Records follow. Pull out every line that contains "like".

*** Opening RECORDS FOR THIS TASK ***

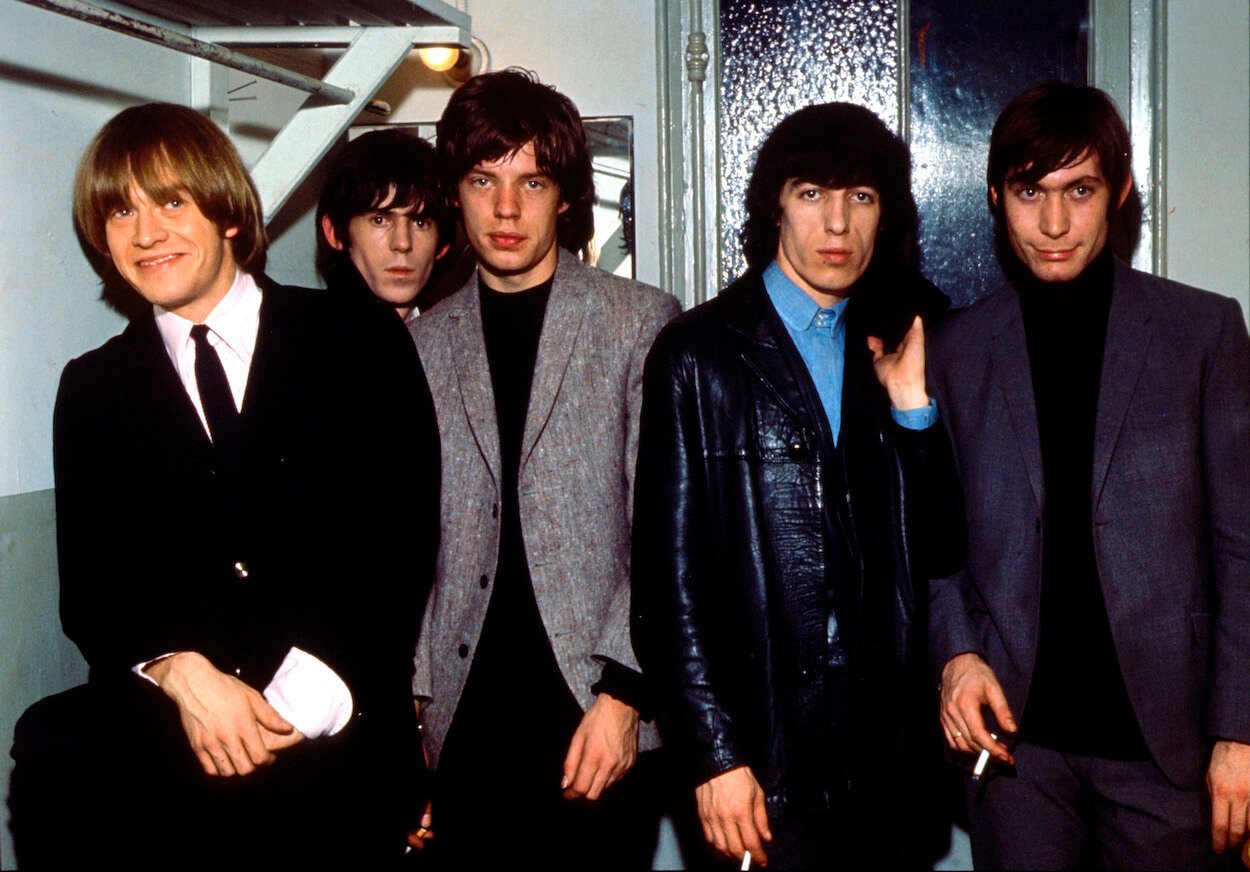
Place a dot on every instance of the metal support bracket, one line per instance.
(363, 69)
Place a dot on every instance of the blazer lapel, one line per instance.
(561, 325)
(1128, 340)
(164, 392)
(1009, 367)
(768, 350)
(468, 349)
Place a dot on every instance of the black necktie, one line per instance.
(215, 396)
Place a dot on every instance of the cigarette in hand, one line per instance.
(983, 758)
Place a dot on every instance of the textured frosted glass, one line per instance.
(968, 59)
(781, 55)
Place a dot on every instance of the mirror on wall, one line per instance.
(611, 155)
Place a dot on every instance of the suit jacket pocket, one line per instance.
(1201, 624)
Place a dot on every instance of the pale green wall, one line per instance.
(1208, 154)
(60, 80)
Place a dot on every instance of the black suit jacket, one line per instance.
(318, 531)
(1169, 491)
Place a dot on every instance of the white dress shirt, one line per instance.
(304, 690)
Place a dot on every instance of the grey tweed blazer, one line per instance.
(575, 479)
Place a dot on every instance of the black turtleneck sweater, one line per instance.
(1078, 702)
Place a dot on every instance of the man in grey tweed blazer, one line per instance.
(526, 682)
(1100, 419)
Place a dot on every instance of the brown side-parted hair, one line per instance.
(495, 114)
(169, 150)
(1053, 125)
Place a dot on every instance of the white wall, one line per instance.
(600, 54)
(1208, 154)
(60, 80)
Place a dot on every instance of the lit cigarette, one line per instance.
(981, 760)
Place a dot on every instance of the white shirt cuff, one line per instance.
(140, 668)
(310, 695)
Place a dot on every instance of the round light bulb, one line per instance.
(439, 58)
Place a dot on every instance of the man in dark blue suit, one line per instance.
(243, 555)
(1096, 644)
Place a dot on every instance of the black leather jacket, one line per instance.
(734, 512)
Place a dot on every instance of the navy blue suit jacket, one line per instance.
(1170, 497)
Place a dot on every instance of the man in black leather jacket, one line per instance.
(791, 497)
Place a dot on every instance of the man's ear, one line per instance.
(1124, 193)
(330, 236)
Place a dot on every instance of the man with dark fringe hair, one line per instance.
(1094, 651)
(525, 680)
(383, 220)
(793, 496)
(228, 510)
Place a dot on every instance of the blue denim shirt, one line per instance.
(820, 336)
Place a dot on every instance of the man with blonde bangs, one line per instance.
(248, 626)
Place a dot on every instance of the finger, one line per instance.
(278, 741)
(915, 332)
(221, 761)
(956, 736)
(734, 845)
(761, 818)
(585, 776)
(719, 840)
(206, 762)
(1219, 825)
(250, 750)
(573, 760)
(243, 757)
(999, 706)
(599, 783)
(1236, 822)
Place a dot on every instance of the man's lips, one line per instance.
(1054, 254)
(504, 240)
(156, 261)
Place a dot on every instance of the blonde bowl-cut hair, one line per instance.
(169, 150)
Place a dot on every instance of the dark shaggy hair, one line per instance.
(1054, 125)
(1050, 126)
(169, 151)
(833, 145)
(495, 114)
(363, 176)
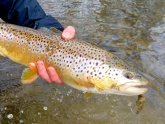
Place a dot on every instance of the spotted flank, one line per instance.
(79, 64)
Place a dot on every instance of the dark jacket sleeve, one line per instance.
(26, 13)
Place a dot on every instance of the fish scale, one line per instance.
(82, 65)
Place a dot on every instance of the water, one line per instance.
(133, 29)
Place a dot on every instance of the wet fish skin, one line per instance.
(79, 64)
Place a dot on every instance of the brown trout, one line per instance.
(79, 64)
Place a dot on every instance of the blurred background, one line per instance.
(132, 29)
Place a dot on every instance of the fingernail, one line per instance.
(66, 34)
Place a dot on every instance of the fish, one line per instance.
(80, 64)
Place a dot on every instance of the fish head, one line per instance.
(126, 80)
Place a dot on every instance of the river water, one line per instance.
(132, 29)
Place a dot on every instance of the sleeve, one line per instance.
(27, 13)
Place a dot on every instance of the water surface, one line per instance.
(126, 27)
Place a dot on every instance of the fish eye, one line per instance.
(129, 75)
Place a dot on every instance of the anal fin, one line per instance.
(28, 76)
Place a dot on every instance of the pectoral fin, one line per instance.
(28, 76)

*** Closing RECORDS FOR THIS TASK ***
*** Opening RECORDS FOR THIS TASK ***

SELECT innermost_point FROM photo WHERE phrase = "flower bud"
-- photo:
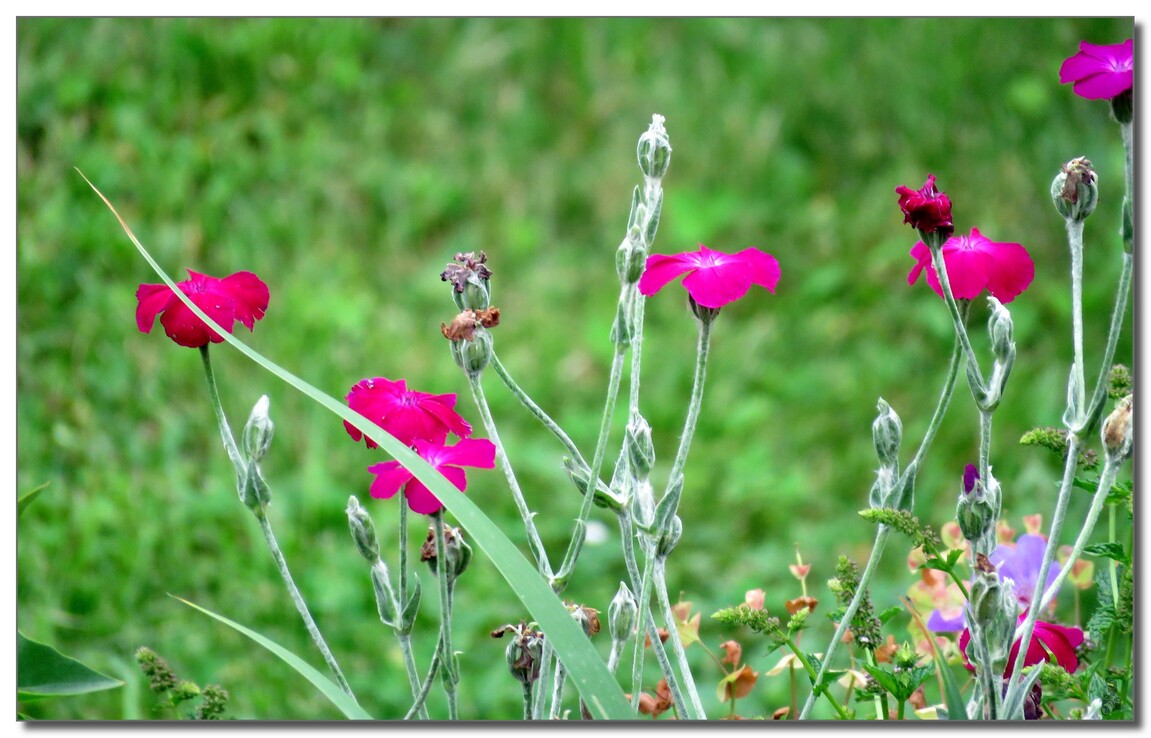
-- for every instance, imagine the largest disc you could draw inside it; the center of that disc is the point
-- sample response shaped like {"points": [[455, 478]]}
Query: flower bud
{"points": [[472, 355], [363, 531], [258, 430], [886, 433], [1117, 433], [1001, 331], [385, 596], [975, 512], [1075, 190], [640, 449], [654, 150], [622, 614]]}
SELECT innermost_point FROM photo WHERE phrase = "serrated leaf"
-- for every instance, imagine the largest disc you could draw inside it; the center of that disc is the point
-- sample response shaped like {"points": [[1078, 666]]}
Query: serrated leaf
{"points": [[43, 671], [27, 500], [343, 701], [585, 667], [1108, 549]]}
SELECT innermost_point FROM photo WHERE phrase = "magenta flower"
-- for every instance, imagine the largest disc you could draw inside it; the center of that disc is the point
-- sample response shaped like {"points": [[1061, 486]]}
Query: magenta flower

*** Closing RECORDS FOR THIS TASK ***

> YOUR SOLUTION:
-- sample response shaped like {"points": [[455, 478]]}
-- sample response shaped like {"points": [[1078, 666]]}
-- sample response shaped like {"points": [[1061, 486]]}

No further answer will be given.